To do - Only text lines belong in the answer: the lines from the first one in the records through the line with "TARGET: red mushroom cap", copied exactly.

Data for the task -
════════════════════
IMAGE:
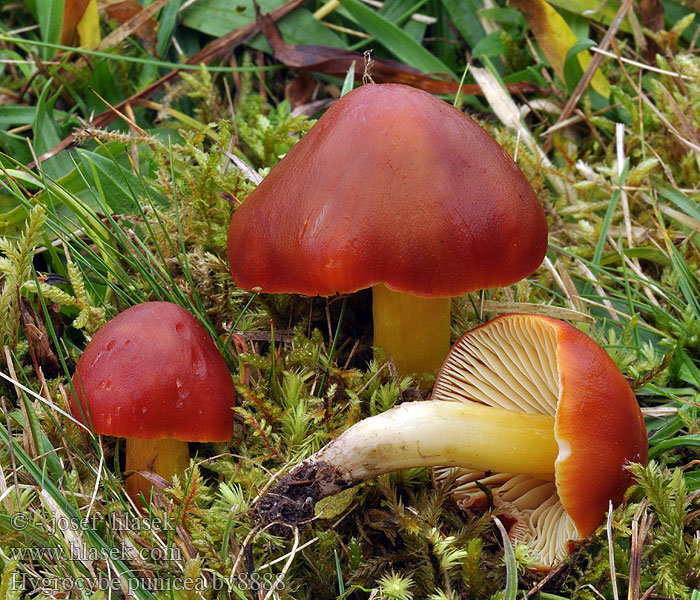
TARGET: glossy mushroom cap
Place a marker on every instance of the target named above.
(153, 372)
(536, 364)
(393, 186)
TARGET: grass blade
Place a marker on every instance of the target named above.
(399, 43)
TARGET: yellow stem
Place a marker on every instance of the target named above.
(439, 433)
(415, 331)
(166, 457)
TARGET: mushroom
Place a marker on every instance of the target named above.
(526, 405)
(153, 375)
(396, 190)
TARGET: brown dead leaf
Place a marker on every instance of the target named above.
(40, 349)
(336, 62)
(133, 18)
(213, 50)
(300, 90)
(73, 11)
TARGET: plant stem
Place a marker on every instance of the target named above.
(416, 434)
(166, 457)
(414, 331)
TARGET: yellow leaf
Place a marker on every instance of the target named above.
(555, 38)
(89, 26)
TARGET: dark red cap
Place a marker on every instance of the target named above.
(391, 185)
(153, 372)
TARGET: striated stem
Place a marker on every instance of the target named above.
(416, 434)
(166, 457)
(415, 331)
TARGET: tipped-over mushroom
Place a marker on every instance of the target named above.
(153, 375)
(396, 190)
(526, 405)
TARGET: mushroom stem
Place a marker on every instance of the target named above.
(413, 330)
(417, 434)
(165, 457)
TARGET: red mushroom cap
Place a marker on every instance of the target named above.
(599, 422)
(153, 372)
(537, 364)
(393, 186)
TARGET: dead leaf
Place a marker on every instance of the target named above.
(133, 19)
(73, 11)
(555, 38)
(336, 62)
(40, 349)
(89, 26)
(216, 49)
(301, 89)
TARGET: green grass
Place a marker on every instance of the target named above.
(138, 214)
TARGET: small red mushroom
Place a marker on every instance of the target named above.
(153, 375)
(396, 190)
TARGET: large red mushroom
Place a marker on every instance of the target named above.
(153, 375)
(525, 405)
(396, 190)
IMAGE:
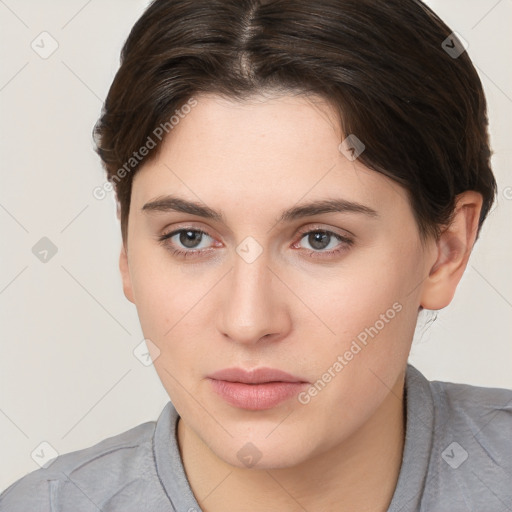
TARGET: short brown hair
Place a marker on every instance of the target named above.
(419, 110)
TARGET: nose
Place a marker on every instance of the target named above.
(253, 306)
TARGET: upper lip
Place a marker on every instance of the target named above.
(255, 376)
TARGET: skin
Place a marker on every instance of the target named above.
(251, 160)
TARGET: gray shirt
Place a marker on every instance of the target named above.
(457, 458)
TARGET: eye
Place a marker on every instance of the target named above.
(323, 243)
(186, 241)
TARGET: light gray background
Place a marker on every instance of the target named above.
(67, 372)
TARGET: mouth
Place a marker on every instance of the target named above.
(256, 390)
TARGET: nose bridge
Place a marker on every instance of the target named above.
(250, 309)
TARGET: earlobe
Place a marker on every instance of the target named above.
(125, 274)
(453, 248)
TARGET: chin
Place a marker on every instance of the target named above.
(261, 452)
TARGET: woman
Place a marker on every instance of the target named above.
(296, 181)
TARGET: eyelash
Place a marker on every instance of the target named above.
(345, 243)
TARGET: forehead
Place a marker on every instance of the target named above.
(260, 153)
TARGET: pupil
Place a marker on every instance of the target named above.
(190, 238)
(319, 240)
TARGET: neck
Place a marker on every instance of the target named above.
(359, 474)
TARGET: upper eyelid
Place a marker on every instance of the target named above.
(301, 233)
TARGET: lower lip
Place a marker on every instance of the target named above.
(256, 397)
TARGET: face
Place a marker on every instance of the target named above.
(254, 243)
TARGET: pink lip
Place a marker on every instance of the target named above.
(256, 390)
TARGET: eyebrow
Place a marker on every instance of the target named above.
(171, 203)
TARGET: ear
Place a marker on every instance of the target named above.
(125, 274)
(453, 250)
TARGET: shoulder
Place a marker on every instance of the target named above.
(482, 413)
(470, 459)
(89, 475)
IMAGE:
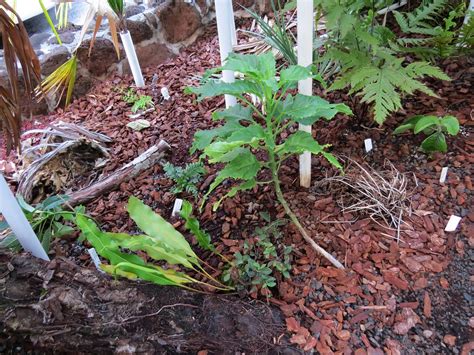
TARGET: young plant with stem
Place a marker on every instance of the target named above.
(249, 129)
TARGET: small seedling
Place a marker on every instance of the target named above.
(434, 127)
(261, 259)
(186, 178)
(139, 102)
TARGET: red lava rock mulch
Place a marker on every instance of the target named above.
(407, 297)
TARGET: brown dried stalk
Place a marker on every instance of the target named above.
(382, 195)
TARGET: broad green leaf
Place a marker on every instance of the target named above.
(451, 124)
(10, 242)
(247, 185)
(306, 109)
(298, 143)
(234, 113)
(203, 138)
(260, 67)
(103, 245)
(332, 159)
(223, 151)
(192, 224)
(251, 135)
(293, 74)
(217, 88)
(155, 226)
(152, 247)
(435, 143)
(424, 123)
(150, 273)
(53, 202)
(408, 124)
(245, 166)
(24, 205)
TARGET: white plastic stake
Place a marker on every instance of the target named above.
(223, 9)
(178, 203)
(132, 58)
(444, 173)
(368, 145)
(18, 223)
(452, 223)
(233, 32)
(305, 87)
(95, 259)
(468, 12)
(165, 93)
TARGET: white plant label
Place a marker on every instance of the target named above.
(18, 223)
(95, 259)
(178, 203)
(368, 145)
(452, 223)
(444, 173)
(165, 93)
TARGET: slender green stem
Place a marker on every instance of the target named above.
(294, 219)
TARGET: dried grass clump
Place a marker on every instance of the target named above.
(382, 195)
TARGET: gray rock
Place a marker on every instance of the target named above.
(133, 10)
(38, 39)
(51, 61)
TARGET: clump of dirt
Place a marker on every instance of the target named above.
(62, 306)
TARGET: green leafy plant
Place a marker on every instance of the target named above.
(138, 102)
(261, 259)
(186, 178)
(47, 220)
(368, 55)
(436, 36)
(160, 241)
(249, 130)
(276, 35)
(434, 127)
(192, 224)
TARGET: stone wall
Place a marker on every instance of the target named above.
(158, 31)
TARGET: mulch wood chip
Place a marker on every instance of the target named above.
(389, 297)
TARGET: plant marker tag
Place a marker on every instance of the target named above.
(368, 144)
(452, 223)
(178, 203)
(95, 259)
(444, 173)
(18, 223)
(165, 93)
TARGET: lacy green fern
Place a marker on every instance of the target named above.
(186, 178)
(369, 54)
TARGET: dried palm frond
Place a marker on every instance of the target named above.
(63, 78)
(59, 81)
(66, 155)
(382, 195)
(16, 49)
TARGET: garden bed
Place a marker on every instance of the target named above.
(394, 296)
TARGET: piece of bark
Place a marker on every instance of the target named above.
(125, 173)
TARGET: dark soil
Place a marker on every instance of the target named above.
(63, 308)
(379, 303)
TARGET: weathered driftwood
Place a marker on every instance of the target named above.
(125, 173)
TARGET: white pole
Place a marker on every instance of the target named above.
(132, 58)
(469, 9)
(223, 8)
(305, 87)
(18, 223)
(233, 32)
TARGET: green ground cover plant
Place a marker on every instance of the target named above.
(48, 220)
(161, 242)
(435, 128)
(185, 178)
(248, 129)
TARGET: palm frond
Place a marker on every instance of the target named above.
(16, 49)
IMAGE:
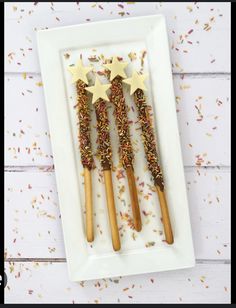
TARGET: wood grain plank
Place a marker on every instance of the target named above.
(31, 203)
(199, 33)
(48, 283)
(203, 109)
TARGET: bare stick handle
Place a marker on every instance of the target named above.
(134, 199)
(165, 216)
(88, 204)
(111, 210)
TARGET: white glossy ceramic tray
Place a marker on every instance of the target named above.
(143, 42)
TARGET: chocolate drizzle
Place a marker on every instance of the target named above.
(148, 138)
(104, 145)
(83, 114)
(117, 98)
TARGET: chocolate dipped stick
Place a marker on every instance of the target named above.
(116, 75)
(137, 88)
(104, 147)
(79, 76)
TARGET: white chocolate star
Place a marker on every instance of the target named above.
(79, 72)
(136, 82)
(116, 68)
(98, 91)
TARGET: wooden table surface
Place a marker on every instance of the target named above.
(199, 37)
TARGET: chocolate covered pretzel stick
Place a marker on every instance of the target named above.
(99, 100)
(137, 86)
(79, 73)
(125, 150)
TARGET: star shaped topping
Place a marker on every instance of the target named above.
(99, 91)
(116, 68)
(136, 82)
(79, 72)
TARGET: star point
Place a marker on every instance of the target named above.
(79, 72)
(136, 82)
(116, 68)
(98, 91)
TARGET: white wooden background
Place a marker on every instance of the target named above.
(199, 36)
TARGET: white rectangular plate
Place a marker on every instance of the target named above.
(141, 252)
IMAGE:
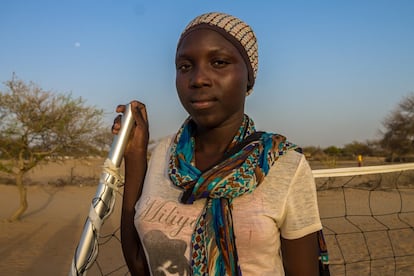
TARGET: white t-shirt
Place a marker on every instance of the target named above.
(284, 204)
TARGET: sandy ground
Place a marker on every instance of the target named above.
(44, 241)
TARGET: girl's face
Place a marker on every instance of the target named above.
(211, 79)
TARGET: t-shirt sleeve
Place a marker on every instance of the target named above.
(301, 206)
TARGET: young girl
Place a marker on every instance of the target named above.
(218, 197)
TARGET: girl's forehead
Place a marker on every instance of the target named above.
(204, 38)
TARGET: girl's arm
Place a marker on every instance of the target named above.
(300, 256)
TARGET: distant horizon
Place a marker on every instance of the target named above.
(329, 72)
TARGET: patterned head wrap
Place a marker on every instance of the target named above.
(236, 32)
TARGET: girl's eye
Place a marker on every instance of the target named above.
(220, 63)
(184, 67)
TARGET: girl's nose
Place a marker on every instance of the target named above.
(200, 77)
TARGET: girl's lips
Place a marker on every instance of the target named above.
(202, 104)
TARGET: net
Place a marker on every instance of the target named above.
(367, 214)
(368, 219)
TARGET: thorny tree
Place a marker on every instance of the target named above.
(398, 137)
(38, 125)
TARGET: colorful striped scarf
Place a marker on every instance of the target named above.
(246, 162)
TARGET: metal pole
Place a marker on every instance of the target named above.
(103, 201)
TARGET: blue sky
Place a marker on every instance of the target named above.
(329, 71)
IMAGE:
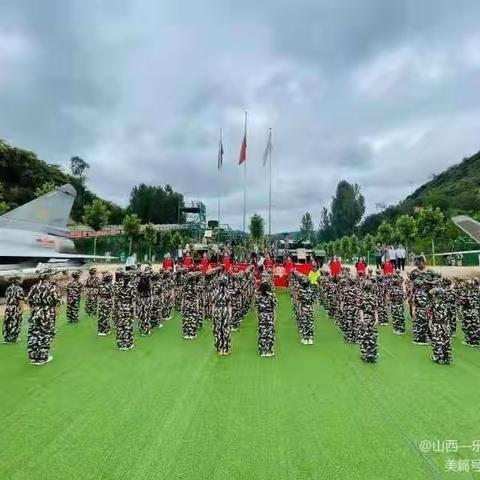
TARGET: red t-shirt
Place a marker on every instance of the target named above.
(335, 268)
(387, 268)
(187, 262)
(268, 264)
(205, 263)
(227, 264)
(361, 268)
(289, 267)
(168, 263)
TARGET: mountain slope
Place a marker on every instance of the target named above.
(454, 191)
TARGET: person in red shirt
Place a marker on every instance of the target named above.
(188, 261)
(205, 262)
(335, 267)
(289, 266)
(387, 268)
(268, 263)
(361, 267)
(168, 262)
(226, 262)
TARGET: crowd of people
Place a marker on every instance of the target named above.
(145, 297)
(222, 294)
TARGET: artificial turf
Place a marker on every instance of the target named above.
(173, 409)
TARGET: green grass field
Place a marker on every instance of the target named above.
(173, 409)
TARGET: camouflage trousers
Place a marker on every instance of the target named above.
(189, 319)
(382, 312)
(398, 317)
(368, 339)
(125, 337)
(266, 333)
(420, 325)
(91, 304)
(236, 316)
(156, 311)
(471, 327)
(167, 304)
(222, 328)
(73, 308)
(144, 311)
(441, 346)
(40, 333)
(452, 318)
(350, 312)
(306, 325)
(105, 306)
(12, 323)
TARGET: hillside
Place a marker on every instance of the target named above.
(454, 191)
(22, 172)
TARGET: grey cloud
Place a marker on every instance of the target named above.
(379, 93)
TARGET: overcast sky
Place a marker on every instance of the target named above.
(383, 93)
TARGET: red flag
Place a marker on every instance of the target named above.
(243, 151)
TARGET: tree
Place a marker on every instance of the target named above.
(430, 224)
(306, 226)
(78, 167)
(355, 244)
(257, 227)
(150, 236)
(96, 216)
(407, 228)
(348, 207)
(345, 246)
(154, 204)
(385, 232)
(3, 204)
(131, 228)
(46, 187)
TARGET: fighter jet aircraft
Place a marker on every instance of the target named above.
(35, 235)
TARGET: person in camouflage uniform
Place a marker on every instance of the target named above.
(12, 322)
(397, 303)
(306, 306)
(200, 294)
(469, 299)
(156, 310)
(190, 306)
(222, 314)
(74, 294)
(43, 299)
(421, 283)
(266, 304)
(105, 304)
(119, 274)
(91, 292)
(450, 304)
(381, 291)
(439, 325)
(350, 310)
(235, 294)
(125, 300)
(144, 303)
(167, 294)
(367, 331)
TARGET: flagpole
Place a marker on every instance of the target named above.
(270, 185)
(220, 147)
(245, 182)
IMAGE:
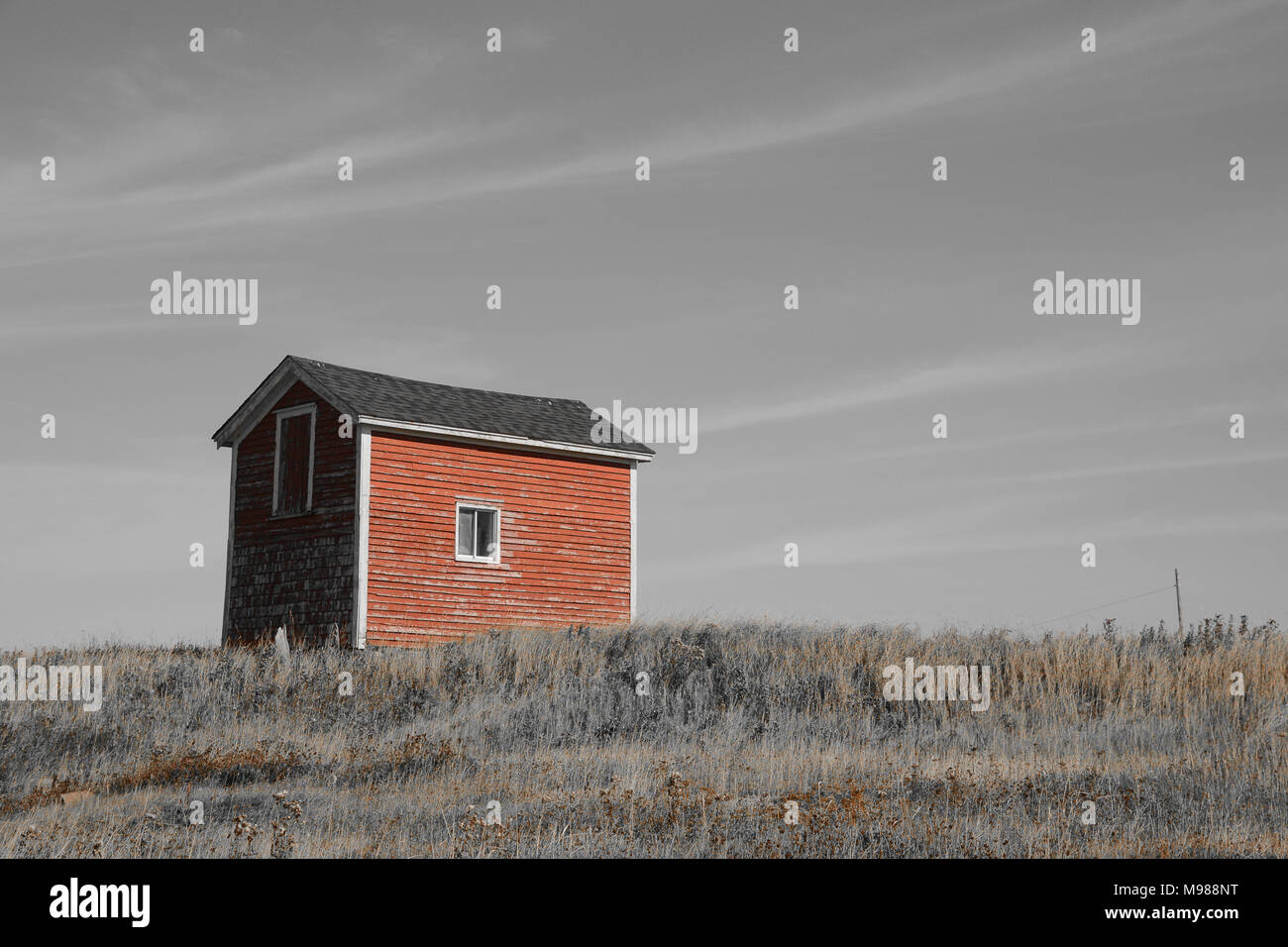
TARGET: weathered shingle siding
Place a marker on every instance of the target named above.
(292, 570)
(566, 540)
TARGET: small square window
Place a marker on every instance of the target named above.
(478, 536)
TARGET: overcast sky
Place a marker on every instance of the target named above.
(768, 167)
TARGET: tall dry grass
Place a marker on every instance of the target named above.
(742, 718)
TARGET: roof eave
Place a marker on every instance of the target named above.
(267, 394)
(507, 440)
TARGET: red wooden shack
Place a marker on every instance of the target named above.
(404, 512)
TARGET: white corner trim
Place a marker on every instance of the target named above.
(228, 562)
(526, 442)
(312, 411)
(362, 512)
(634, 534)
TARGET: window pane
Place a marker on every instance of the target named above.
(292, 464)
(485, 534)
(464, 532)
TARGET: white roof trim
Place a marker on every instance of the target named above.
(510, 441)
(263, 399)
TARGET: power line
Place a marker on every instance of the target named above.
(1094, 608)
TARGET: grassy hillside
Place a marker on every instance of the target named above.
(741, 719)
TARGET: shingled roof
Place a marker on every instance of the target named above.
(369, 394)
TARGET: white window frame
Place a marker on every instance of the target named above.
(312, 411)
(456, 532)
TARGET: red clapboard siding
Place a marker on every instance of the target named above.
(297, 570)
(566, 540)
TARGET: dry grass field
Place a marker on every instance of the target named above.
(741, 719)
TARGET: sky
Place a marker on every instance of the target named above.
(768, 167)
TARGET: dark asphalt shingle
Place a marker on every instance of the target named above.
(469, 408)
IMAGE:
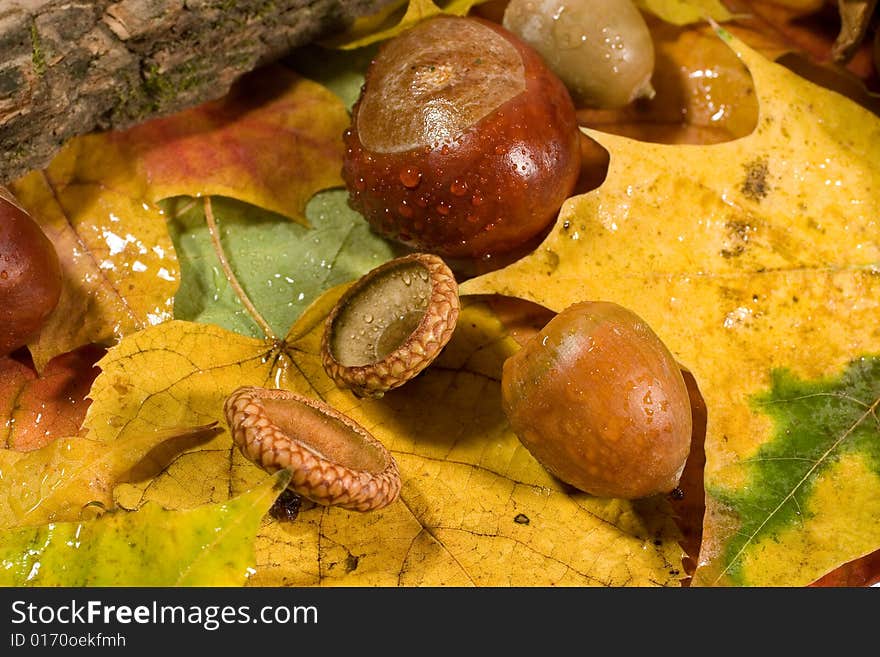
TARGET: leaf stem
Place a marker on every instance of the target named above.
(230, 276)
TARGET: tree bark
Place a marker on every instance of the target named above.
(68, 67)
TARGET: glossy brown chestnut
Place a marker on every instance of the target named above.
(30, 275)
(390, 324)
(600, 402)
(462, 143)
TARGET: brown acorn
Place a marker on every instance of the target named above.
(333, 460)
(390, 324)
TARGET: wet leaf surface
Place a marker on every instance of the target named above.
(466, 477)
(742, 258)
(211, 545)
(283, 266)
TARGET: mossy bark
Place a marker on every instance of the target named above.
(68, 67)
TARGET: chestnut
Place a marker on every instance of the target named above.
(599, 401)
(601, 49)
(462, 142)
(30, 275)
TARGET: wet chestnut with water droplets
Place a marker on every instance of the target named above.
(30, 275)
(599, 401)
(462, 143)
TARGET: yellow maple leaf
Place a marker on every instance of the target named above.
(750, 257)
(475, 508)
════════════════════
Answer -
IMAGE:
TARGET: glossy mushroom cap
Place a marker on every instance of the target named above.
(153, 372)
(536, 364)
(393, 186)
TARGET: grass blade
Place a marker on every instance of the target named above.
(399, 43)
TARGET: yellow stem
Place a marker on every instance of the target named above.
(439, 433)
(415, 331)
(166, 457)
TARGET: mushroom
Place a marker on every instance of the target named above.
(526, 405)
(153, 375)
(396, 190)
TARGET: brown dead leaf
Place a marker on every instance of the target named above.
(40, 349)
(336, 62)
(133, 18)
(213, 50)
(300, 90)
(73, 11)
TARGET: plant stem
Place a marker on every instance of the target named above.
(416, 434)
(166, 457)
(414, 331)
TARGET: yellow leaf
Place a marker on every instance of the target named above.
(555, 38)
(89, 26)
TARGET: dark red cap
Place a marker on every instance of the target named above.
(391, 185)
(153, 372)
TARGET: striated stem
Place a marker on every instance of the target named above.
(416, 434)
(166, 457)
(415, 331)
TARGET: tipped-over mushroom
Place a marker on every instance of the target named above.
(153, 375)
(396, 190)
(526, 405)
TARGET: mushroom stem
Place a marker on every instance of the target named above.
(413, 330)
(417, 434)
(165, 457)
TARGET: red mushroom cap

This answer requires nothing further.